TASK BRIEF —
Return each line of the listing below that contains the word "noun".

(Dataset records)
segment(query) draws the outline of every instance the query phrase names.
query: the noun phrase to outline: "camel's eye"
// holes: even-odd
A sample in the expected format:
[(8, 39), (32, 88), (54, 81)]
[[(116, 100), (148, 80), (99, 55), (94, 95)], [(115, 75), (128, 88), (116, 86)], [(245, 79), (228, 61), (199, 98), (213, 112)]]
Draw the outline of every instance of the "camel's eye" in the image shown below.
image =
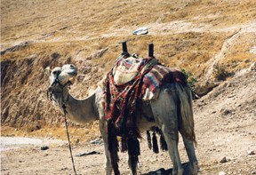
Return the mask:
[(55, 75), (55, 76), (58, 75), (59, 73), (60, 73), (60, 71), (55, 70), (55, 71), (52, 72), (52, 74)]

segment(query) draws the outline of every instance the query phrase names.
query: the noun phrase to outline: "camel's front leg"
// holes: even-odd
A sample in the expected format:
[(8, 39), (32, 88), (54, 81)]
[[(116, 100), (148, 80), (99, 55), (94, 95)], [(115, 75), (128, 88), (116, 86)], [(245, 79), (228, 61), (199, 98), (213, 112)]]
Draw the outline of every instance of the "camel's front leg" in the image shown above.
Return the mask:
[[(104, 120), (104, 119), (103, 119)], [(104, 142), (105, 147), (105, 174), (111, 175), (112, 173), (112, 164), (111, 164), (111, 157), (108, 150), (108, 133), (107, 133), (107, 123), (106, 121), (100, 120), (100, 131), (101, 132), (101, 136)]]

EXERCISE RESPONSE —
query: the noun phrase to outline: "camel's eye"
query: the noun phrase to outline: "camel's front leg"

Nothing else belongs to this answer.